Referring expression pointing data
---*---
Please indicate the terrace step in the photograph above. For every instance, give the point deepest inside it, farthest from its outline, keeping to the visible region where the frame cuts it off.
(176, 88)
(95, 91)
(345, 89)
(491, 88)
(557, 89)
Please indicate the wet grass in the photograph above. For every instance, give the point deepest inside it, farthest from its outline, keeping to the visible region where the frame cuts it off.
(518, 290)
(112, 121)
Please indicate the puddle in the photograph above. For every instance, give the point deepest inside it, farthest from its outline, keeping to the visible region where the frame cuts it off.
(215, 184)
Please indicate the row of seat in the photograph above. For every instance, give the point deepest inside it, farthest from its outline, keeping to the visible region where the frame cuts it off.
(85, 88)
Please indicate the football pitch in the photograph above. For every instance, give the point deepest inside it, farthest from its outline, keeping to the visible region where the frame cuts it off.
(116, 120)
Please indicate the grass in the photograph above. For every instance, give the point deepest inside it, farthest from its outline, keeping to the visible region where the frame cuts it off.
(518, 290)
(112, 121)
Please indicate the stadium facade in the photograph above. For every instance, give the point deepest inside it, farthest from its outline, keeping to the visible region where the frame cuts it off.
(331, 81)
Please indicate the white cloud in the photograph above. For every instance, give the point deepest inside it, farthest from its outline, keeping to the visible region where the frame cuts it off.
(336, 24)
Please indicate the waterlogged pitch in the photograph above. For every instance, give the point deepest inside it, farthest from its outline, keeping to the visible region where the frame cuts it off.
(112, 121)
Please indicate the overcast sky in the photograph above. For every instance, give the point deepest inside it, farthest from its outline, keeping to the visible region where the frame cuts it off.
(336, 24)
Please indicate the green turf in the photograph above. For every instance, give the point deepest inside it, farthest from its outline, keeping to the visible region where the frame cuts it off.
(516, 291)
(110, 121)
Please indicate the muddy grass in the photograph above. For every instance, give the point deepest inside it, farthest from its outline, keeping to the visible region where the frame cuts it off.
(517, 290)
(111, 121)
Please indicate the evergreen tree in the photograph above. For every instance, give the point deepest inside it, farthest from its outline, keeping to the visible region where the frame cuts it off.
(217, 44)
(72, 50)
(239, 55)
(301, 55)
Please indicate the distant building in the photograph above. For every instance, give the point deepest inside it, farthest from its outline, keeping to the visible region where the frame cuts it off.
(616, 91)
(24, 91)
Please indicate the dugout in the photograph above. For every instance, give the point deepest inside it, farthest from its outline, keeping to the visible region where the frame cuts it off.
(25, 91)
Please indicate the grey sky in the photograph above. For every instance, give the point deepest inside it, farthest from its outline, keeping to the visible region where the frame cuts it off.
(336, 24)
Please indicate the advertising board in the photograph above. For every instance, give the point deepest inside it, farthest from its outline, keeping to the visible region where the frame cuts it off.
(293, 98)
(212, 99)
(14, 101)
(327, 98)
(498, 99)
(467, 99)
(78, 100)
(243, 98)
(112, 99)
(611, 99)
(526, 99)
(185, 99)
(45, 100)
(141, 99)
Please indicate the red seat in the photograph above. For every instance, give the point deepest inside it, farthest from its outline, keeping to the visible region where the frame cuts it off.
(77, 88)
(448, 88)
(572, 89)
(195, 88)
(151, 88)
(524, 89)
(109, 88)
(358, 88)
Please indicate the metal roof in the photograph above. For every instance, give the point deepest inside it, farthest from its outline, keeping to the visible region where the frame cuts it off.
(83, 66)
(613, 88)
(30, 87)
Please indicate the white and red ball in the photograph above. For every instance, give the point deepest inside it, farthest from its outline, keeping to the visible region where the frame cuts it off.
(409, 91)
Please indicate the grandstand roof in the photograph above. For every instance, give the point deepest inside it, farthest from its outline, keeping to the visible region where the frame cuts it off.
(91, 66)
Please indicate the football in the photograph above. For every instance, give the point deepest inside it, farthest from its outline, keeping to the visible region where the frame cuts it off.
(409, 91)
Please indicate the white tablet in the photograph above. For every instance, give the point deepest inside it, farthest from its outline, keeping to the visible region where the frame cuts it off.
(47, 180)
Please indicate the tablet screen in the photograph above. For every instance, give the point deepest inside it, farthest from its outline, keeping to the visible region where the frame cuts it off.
---*---
Task item - The entries above, copied exactly, form the whole answer.

Answer section -
Please indicate the terrace step in the photograph above. For every instance, give the point deepest inside it, farthest from its outline, keeping to the visible region where the frame cuts it off.
(176, 88)
(95, 91)
(345, 89)
(491, 88)
(557, 89)
Please indicate the wet grass in the photograph above. For every instance, give the point deepest inside it, farthest from its outline, keeping to the visible region where the frame cuts it off.
(518, 290)
(112, 121)
Please indicate the puddle in the photograph above. For every instance, give the point deepest inside it, farthest from its outline, keeping to the visible region where the frame cuts it off.
(215, 184)
Please indicate the row of seat in the photograph above. For every instance, give the point deepest inside it, farthest from its outline, keeping to the visible region where the frame cuts it off.
(85, 88)
Please indicate the football pitch in the photograph above. For every instance, give the point deepest inside it, farthest from its outline, keeping to the visible region where the frame cuts it off.
(116, 120)
Please indicate the grass in the photograph above. For every instance, give the point deepest inside it, farthest from its outline, keeping to the visible region where the frame cuts it off.
(518, 290)
(112, 121)
Please indicate the stadium facade in the photograph above. For every instance, give the point deepest inside it, farthest from its outline, keeping to the visible region where the frame cuts it off.
(331, 81)
Please indicate the white cloud in the photograph above. For every instance, give the point deepest inside it, farthest from its outline, keeping to the visible region where the frame cuts it off.
(336, 24)
Please indicate the waterlogged pitch in the photograph above. For every instance, give the point deepest inside it, farthest from its outline, keeping to the visible region where the frame cuts it off.
(112, 121)
Please indicate the overcast sky in the photograph above. For every instance, give the point deepest inside it, farthest from its outline, keeping to the visible region where the frame cuts it off.
(336, 24)
Please indicate the green turf in the photograph above. For every instance, give the point deepest inside it, farthest from its outline, keeping to the visible region where the frame cuts it off.
(516, 291)
(110, 121)
Please indicate the muddy grass in the photograph above. For every instance, give the point deepest inside it, farthest from its outline, keeping to the visible region where the frame cuts it off.
(517, 290)
(111, 121)
Please indicate the evergreen tree in the photograph above. For every instance, give the point deepest inside it, farthest from its outline, keeping to the visible region where the frame cuts it off.
(217, 44)
(72, 50)
(239, 55)
(301, 55)
Please indicate the distant building in the photograph above. For every instance, give the point deepest inside it, farthest from its outline, keeping to the visible region where the frame cuts it off.
(616, 91)
(24, 91)
Please indicate the dugout in the photograph above. For every instance, give the point deepest inside it, farthest from its outline, keeping to the visible region where the frame cuts it off.
(25, 91)
Please indicate the grey sky in the photograph above. For every instance, give the point deepest inside it, farthest from its outline, keeping to the visible region where the frame cuts it off.
(336, 24)
Please indicate the advertising board in the photograph above. For every instance, give the point deepest inside it, farthest from its outline, keeping to the visible region where the frame cuts it off.
(293, 98)
(212, 99)
(14, 101)
(327, 98)
(498, 99)
(467, 99)
(78, 100)
(243, 98)
(112, 99)
(611, 99)
(526, 99)
(185, 99)
(45, 100)
(141, 99)
Please indicate the red seat in the photograph above. For every instance, give the point deepest inside it, farthest from its outline, keeping to the visible region where the frame cuts it off.
(77, 88)
(448, 88)
(572, 89)
(195, 88)
(151, 88)
(524, 89)
(109, 88)
(358, 88)
Please indicate the metal roof in the photograph above. For every instance, give the point deepest inside it, farthest from its outline, keeping to the visible region where the frame cuts it off.
(83, 66)
(613, 88)
(30, 87)
Please indicate the white and red ball in the photograph above. For every instance, give the point deepest inside it, farthest from its outline, keeping to the visible region where the frame cuts it off.
(409, 91)
Please indicate the grandstand roof in the photograph above. For every instance, give the point deepest inside it, farthest from its outline, keeping to the visible region where the frame cuts it off.
(91, 66)
Please indicate the football in the photograph above. For every instance, give the point deepest inside it, farthest from its outline, keeping to the visible region where the frame cuts it off.
(409, 91)
Please indicate the white tablet in the photograph above. For every instance, give the point deepest inside it, farthest from its outline, keeping to the visible region where the frame cuts it off.
(47, 180)
Please indicate the tablet screen in the photograph above. For every instance, give the point deepest inside it, farthest from its outline, keeping to the visible region where the frame cuts it off.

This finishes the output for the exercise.